RAW RECORDS –
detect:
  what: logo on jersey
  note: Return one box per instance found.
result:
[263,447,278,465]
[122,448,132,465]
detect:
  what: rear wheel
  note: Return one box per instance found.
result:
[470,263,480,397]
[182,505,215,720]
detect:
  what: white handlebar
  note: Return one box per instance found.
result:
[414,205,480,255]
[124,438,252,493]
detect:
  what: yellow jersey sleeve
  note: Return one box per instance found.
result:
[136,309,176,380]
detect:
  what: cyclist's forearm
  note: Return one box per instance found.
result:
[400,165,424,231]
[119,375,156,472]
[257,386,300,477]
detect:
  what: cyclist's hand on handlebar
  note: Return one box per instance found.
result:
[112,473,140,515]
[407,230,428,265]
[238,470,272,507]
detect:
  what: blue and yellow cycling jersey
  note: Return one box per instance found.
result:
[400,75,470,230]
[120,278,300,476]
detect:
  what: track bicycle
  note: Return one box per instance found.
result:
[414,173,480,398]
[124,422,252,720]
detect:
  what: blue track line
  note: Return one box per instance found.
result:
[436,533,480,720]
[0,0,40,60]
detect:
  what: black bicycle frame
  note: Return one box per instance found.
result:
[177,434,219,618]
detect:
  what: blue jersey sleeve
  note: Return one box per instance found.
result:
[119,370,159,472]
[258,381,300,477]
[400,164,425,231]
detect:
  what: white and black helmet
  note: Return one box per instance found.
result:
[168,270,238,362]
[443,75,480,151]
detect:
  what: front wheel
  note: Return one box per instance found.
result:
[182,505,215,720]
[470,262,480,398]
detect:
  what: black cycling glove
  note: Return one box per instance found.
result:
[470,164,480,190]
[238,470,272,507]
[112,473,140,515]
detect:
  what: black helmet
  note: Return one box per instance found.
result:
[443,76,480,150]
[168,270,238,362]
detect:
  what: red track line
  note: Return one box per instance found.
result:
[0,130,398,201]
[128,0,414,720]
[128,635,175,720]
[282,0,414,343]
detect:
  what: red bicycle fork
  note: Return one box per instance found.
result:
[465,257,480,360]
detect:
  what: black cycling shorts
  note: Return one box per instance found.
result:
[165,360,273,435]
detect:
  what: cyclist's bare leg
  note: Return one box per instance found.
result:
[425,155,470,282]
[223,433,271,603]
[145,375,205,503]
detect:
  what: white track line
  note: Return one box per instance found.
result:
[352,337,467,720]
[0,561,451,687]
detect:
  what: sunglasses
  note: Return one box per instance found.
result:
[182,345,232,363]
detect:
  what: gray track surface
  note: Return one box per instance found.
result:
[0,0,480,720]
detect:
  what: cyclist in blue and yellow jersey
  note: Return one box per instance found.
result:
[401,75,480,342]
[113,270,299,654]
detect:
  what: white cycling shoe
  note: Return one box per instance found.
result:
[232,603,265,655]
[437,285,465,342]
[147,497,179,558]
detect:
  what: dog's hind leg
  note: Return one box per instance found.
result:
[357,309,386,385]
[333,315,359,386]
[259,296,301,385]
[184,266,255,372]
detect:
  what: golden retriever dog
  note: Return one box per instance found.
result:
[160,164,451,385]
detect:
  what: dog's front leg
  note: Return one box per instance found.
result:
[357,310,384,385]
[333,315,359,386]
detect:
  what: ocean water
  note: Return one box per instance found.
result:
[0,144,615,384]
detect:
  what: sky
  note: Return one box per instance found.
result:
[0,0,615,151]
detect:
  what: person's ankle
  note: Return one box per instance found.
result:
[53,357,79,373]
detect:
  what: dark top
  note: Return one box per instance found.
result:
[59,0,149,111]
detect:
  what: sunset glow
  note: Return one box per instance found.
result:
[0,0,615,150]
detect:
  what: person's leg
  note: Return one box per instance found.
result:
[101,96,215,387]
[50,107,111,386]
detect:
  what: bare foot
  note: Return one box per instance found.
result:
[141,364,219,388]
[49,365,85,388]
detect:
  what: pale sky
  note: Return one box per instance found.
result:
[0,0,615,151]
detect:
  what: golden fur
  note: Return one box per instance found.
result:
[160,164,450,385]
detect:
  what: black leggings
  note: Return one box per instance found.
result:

GIVEN REQUEST – Report how many lines of the entries contain the string "golden", with case counting, and give only the number.

SOLUTION FOR THIS EXERCISE – 2